— start of GIVEN RECORDS —

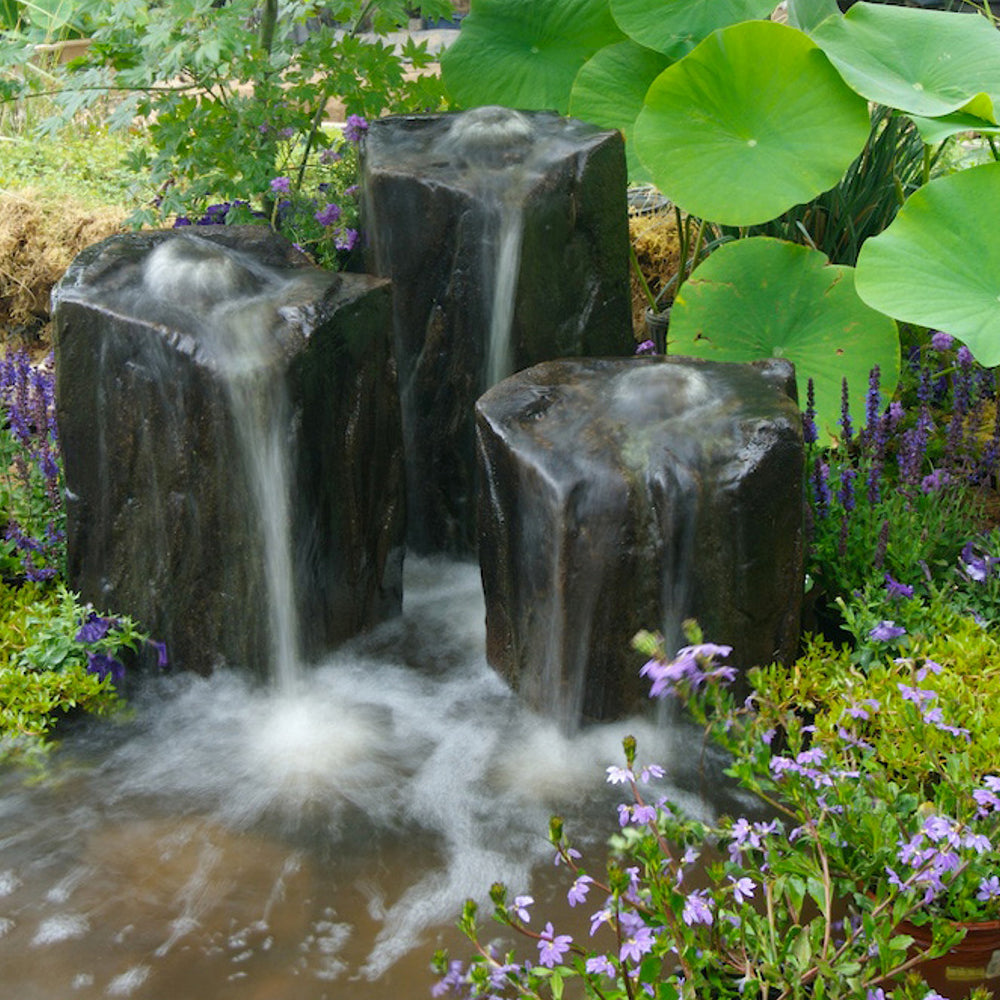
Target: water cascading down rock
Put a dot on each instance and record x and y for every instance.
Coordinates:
(232, 444)
(506, 238)
(628, 494)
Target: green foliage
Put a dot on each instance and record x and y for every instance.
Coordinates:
(754, 121)
(926, 270)
(44, 671)
(228, 93)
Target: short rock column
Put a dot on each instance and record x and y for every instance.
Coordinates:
(622, 494)
(162, 522)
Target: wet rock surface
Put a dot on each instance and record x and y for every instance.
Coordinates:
(621, 494)
(506, 238)
(161, 520)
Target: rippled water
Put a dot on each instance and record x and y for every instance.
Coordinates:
(228, 841)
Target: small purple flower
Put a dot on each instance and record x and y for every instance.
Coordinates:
(328, 215)
(94, 628)
(355, 128)
(552, 946)
(886, 631)
(105, 665)
(697, 909)
(895, 590)
(578, 890)
(989, 889)
(743, 888)
(603, 965)
(638, 943)
(347, 239)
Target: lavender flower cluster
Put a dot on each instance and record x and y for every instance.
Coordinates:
(34, 516)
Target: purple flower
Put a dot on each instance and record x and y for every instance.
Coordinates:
(886, 631)
(105, 665)
(742, 888)
(328, 215)
(578, 890)
(638, 943)
(895, 590)
(989, 889)
(601, 964)
(94, 628)
(552, 946)
(347, 239)
(697, 909)
(355, 128)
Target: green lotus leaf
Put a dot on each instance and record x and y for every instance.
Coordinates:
(748, 124)
(938, 263)
(761, 298)
(924, 62)
(935, 130)
(807, 14)
(674, 27)
(610, 88)
(525, 54)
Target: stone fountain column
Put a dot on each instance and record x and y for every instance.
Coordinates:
(628, 494)
(164, 521)
(506, 238)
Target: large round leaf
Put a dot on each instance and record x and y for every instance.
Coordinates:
(762, 298)
(610, 88)
(674, 27)
(753, 121)
(924, 62)
(938, 264)
(524, 53)
(935, 130)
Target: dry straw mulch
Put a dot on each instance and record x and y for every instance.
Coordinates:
(657, 251)
(39, 237)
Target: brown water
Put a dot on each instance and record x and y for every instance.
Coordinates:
(230, 842)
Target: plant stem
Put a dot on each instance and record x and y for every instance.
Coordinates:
(646, 291)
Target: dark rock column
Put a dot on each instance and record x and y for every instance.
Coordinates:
(472, 215)
(627, 494)
(162, 523)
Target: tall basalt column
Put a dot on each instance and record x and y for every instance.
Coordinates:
(164, 520)
(505, 235)
(628, 494)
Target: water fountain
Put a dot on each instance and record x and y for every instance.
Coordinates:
(197, 377)
(506, 238)
(624, 492)
(312, 838)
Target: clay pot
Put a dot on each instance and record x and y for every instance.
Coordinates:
(974, 961)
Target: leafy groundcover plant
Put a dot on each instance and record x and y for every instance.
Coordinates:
(804, 899)
(57, 655)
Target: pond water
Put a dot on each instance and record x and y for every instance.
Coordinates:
(227, 840)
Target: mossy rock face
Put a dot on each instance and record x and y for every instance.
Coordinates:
(621, 494)
(163, 521)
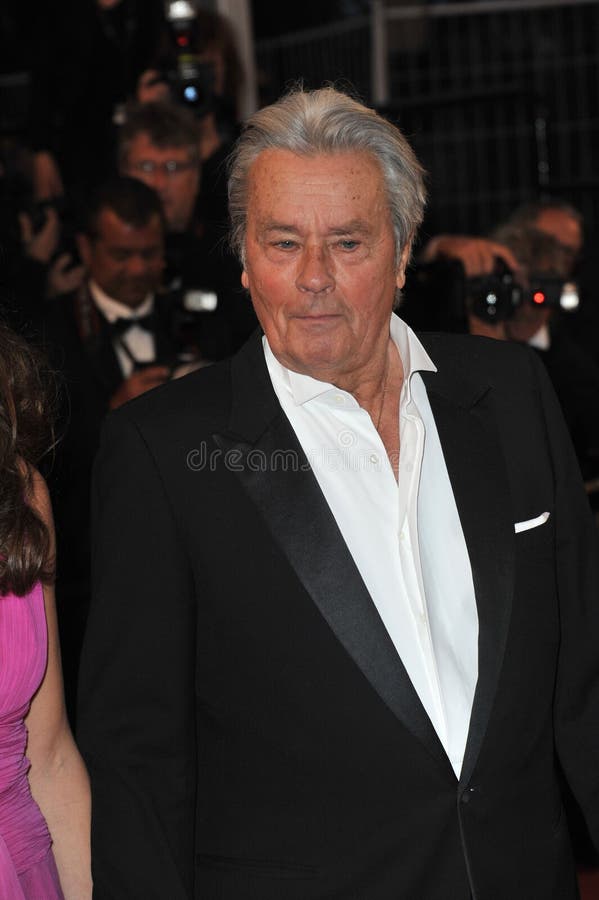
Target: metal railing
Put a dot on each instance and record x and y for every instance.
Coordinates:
(499, 97)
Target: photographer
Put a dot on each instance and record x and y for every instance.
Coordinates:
(158, 144)
(37, 264)
(112, 339)
(489, 286)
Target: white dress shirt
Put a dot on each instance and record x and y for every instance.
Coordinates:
(405, 536)
(138, 341)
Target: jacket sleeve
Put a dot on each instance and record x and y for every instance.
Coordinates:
(136, 711)
(576, 704)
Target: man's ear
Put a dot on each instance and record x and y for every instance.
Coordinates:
(400, 278)
(84, 248)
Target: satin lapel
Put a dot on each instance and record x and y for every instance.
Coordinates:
(276, 474)
(470, 443)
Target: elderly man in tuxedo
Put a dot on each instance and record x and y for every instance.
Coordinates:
(345, 625)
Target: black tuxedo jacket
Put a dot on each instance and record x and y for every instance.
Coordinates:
(249, 728)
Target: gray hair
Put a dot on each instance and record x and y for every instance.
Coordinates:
(328, 121)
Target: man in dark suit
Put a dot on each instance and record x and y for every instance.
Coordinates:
(344, 626)
(111, 340)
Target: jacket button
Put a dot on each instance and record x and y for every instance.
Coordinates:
(467, 795)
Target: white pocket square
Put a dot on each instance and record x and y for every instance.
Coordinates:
(531, 523)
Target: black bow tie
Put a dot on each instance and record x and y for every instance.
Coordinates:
(120, 326)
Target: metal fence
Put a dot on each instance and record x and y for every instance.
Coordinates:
(499, 97)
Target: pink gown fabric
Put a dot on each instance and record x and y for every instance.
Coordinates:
(27, 868)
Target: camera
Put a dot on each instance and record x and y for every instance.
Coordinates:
(190, 80)
(496, 297)
(439, 296)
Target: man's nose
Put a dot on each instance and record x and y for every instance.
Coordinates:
(315, 273)
(136, 265)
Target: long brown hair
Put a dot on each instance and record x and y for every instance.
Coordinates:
(27, 402)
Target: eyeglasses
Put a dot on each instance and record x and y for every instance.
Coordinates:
(169, 167)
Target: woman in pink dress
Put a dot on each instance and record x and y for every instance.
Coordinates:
(44, 791)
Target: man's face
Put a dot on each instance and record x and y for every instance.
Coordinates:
(567, 232)
(320, 262)
(171, 172)
(124, 261)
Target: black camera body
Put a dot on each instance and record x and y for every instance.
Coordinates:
(496, 297)
(438, 296)
(191, 81)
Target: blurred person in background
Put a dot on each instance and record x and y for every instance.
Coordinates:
(111, 339)
(214, 100)
(158, 144)
(44, 795)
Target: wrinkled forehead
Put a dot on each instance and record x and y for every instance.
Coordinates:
(563, 226)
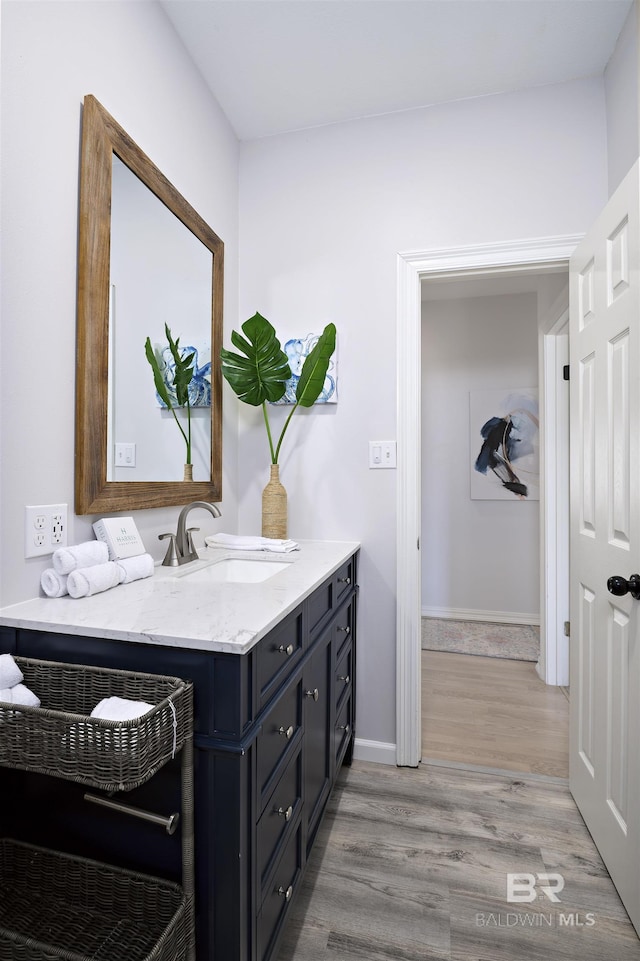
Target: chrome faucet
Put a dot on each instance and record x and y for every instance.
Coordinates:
(181, 549)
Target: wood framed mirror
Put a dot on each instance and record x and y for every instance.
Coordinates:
(114, 319)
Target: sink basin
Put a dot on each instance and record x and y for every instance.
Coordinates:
(235, 570)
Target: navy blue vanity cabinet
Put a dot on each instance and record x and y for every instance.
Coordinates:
(272, 728)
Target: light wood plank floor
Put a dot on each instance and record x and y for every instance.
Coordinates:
(494, 713)
(411, 865)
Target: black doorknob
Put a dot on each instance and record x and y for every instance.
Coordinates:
(620, 586)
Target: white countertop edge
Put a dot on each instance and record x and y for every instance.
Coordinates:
(272, 601)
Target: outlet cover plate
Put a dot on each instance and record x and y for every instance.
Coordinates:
(45, 529)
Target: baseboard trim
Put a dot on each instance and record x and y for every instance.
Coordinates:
(495, 617)
(378, 751)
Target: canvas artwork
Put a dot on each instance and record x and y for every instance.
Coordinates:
(297, 349)
(200, 384)
(504, 426)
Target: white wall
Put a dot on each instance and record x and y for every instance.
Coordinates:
(479, 557)
(128, 56)
(323, 215)
(623, 101)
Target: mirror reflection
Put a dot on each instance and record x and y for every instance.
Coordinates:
(159, 273)
(146, 259)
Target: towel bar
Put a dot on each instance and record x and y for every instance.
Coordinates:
(169, 823)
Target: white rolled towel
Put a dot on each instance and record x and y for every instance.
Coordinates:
(10, 673)
(240, 542)
(19, 694)
(93, 580)
(87, 554)
(134, 568)
(120, 709)
(53, 584)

— end of GIVEN RECORDS —

▶ _GIVEN PROBLEM_:
Write out the whole listing again, exactly, with no pictures.

▶ _FINAL RESULT_:
Target: water cascading down rock
Put a dot on each instance and record x and y for every instance.
Coordinates:
(232, 444)
(506, 238)
(628, 494)
Target: green foliage
Put a dot on each instance and record x and y for every instance.
Coordinates:
(754, 121)
(926, 270)
(44, 671)
(228, 93)
Target: short rock column
Put a dot on each instance and record x and y for every instance.
Coordinates:
(622, 494)
(162, 522)
Target: wet rock surface
Put a dot on each instance and record x and y for every instance.
Coordinates:
(621, 494)
(506, 238)
(161, 520)
Target: rippled water
Put a dot on each instance and record x and y for every instance.
Coordinates:
(228, 841)
Target: small purple flower
Put a dot on each instance and record x and y for every instance.
Coordinates:
(328, 215)
(94, 628)
(355, 128)
(552, 946)
(886, 631)
(105, 665)
(697, 909)
(895, 590)
(578, 890)
(989, 889)
(743, 888)
(603, 965)
(638, 943)
(347, 239)
Target: lavender flower cluster
Put a dot on each instance and record x and y for every instance.
Coordinates:
(34, 516)
Target: purple flower
Put a dot on each instance and record x and y for every instance.
Coordinates:
(886, 631)
(105, 665)
(742, 888)
(328, 215)
(578, 890)
(638, 943)
(895, 590)
(989, 889)
(601, 964)
(94, 628)
(552, 946)
(347, 239)
(697, 909)
(355, 128)
Target: green lotus leaf
Put a dot on each instance and record x and y for every instance.
Coordinates:
(748, 124)
(938, 263)
(761, 298)
(924, 62)
(935, 130)
(807, 14)
(674, 27)
(610, 88)
(525, 54)
Target: stone fountain column
Put a dot on each instance and record x and y for every instance.
Coordinates:
(628, 494)
(164, 521)
(506, 238)
Target: large round leaf
Put a dot on each instance and record x and y for every instance.
Coordinates:
(762, 298)
(610, 88)
(674, 27)
(753, 121)
(924, 62)
(938, 264)
(524, 53)
(935, 130)
Target: dry straw mulch
Put a dot on each instance and record x and y for every instance.
Coordinates:
(657, 251)
(39, 237)
Target: brown water
Put a dot on each instance and record x and y for every instance.
Coordinates:
(230, 842)
Target: plant stem
Put a dot on each instance and record x and y for every instance.
Coordinates:
(646, 291)
Target: dark rock column
Put a dot on each instance and record x and y for every instance.
Coordinates:
(472, 215)
(627, 494)
(162, 523)
Target: tall basalt column
Put a dot on each instance and record x and y for every instance.
Coordinates:
(164, 520)
(505, 235)
(628, 494)
Target: water fountain
Put a dot on each instance and record x and y for every instance.
Coordinates:
(197, 377)
(506, 238)
(624, 492)
(312, 838)
Target: clay pot
Put a dot on each instance and record x and y for every instance.
Coordinates:
(974, 961)
Target: leafy groundcover plant
Put a dot on each instance and record x and y for every instance.
Coordinates:
(804, 899)
(57, 655)
Target: pond water
Put a dot on each instance and record x and y for every instance.
Coordinates:
(227, 840)
Target: mossy rock face
Put a dot on each instance and record x and y for every instance.
Coordinates:
(621, 494)
(163, 521)
Target: metal railing
Put a dot on each instance and record x and y for every instance.
Coordinates:
(499, 97)
Target: photographer
Put a dot on each instance and record x and y for every instance.
Coordinates:
(158, 144)
(37, 264)
(112, 339)
(489, 286)
Target: white dress shirt
Put a dot on each instance and record x and y for every instance.
Coordinates:
(405, 536)
(138, 341)
Target: jacket sleeve
Put a dot on each instance and record x and y for every instance.
Coordinates:
(136, 711)
(576, 704)
Target: man's ear
Put a dot on each instance and record x and y for every instance.
Coordinates:
(400, 278)
(84, 248)
Target: satin lapel
Put a dot on each instance and record x and y for every instance.
Coordinates:
(276, 474)
(470, 443)
Target: elderly man in tuxedo
Put a dot on each instance and record x and y for every instance.
Coordinates:
(345, 625)
Target: black tuxedo jacket
Put a dot on each instance and record x and y for every instance.
Coordinates:
(249, 728)
Target: gray hair
Put a dot on each instance and record x and y for every instance.
Coordinates:
(328, 121)
Target: man in dark suit
Put a dot on each instance and record x and y for every instance.
Coordinates:
(344, 626)
(111, 340)
Target: jacket button
Put a dot on each instance and record x and y for every instance.
Coordinates:
(467, 795)
Target: white pocket square
Put a dot on each instance and record x and y for every instance.
Coordinates:
(531, 523)
Target: black bow tie
Put a dot on each instance and record x and y for every instance.
Coordinates:
(120, 326)
Target: metal fence
Put a dot on each instance and record x and y for every instance.
Coordinates:
(499, 97)
Target: pink gown fabric
Put a dot on each instance and record x and y for every instance.
Coordinates:
(27, 868)
Target: camera
Put a dot on each instance and record x and y for every instance.
Coordinates:
(190, 80)
(496, 297)
(439, 296)
Target: man's nose
Put a dot on each instance and record x and y for every instance.
Coordinates:
(315, 273)
(136, 265)
Target: long brown hair
Put a dot on each instance and record x and y for every instance.
Coordinates:
(27, 402)
Target: eyeglasses
Put a dot on each instance and record x and y for every instance.
Coordinates:
(169, 167)
Target: woman in pink dress
Put a dot on each instance and record x and y for every instance.
Coordinates:
(44, 791)
Target: man's face
Put a dot on each instance and record x and y for every instance.
Coordinates:
(567, 232)
(320, 262)
(171, 172)
(124, 261)
Target: black camera body
Put a dot on each instance and record x and y for every instance.
Coordinates:
(496, 297)
(438, 296)
(191, 81)
Target: blurred person in background
Put a dot on each instance and record x and y for every instance.
Coordinates:
(111, 339)
(214, 100)
(158, 144)
(44, 795)
Target: wrinkled forehead
Put a dot on each instance and record x and y for every instance.
Coordinates:
(563, 226)
Target: chrome faucet
Put a dot on each instance and record x and y for every instance.
Coordinates:
(181, 549)
Target: wood framed mirror
Put a dot on each instance and record x and y for every instance.
Coordinates:
(114, 319)
Target: sink basin
Put a dot on each instance and record x and y for every instance.
Coordinates:
(235, 570)
Target: navy blue vanity cabinet
Put a dot on each instance and record x and y for every instance.
Coordinates:
(272, 728)
Target: light wood plank floor
Put a dot on each instance and record x and y for every instance.
Coordinates:
(494, 713)
(411, 865)
Target: black doorknob
Put a dot on each instance and record x and y for every instance.
Coordinates:
(620, 586)
Target: white countertop edge
Put a dot on each instance and record x and y for every instance.
Coordinates:
(272, 601)
Target: outlet cover plate
Put a dot on each instance and record x and y for every instance.
Coordinates:
(45, 529)
Target: baseboard trim
Put a dot on each instance and record x and y for every instance.
Coordinates:
(495, 617)
(378, 751)
Target: canvas artwork
Put a dot on each instance and record x and y for every instance.
Coordinates:
(297, 349)
(200, 384)
(504, 426)
Target: white wall
Put a dot on each instance and record x and y for every instance.
Coordinates:
(479, 557)
(128, 56)
(323, 215)
(623, 101)
Target: mirror reflection
Put a dot on each instance and record x and y for every instance.
Coordinates:
(159, 273)
(146, 259)
Target: towel bar
Put a dot on each instance and record x and y for every instance.
Coordinates:
(169, 823)
Target: white rolled towel
Put a dot on each instance and record x and y for every instance.
Coordinates:
(10, 673)
(240, 542)
(19, 694)
(93, 580)
(87, 554)
(134, 568)
(120, 709)
(53, 584)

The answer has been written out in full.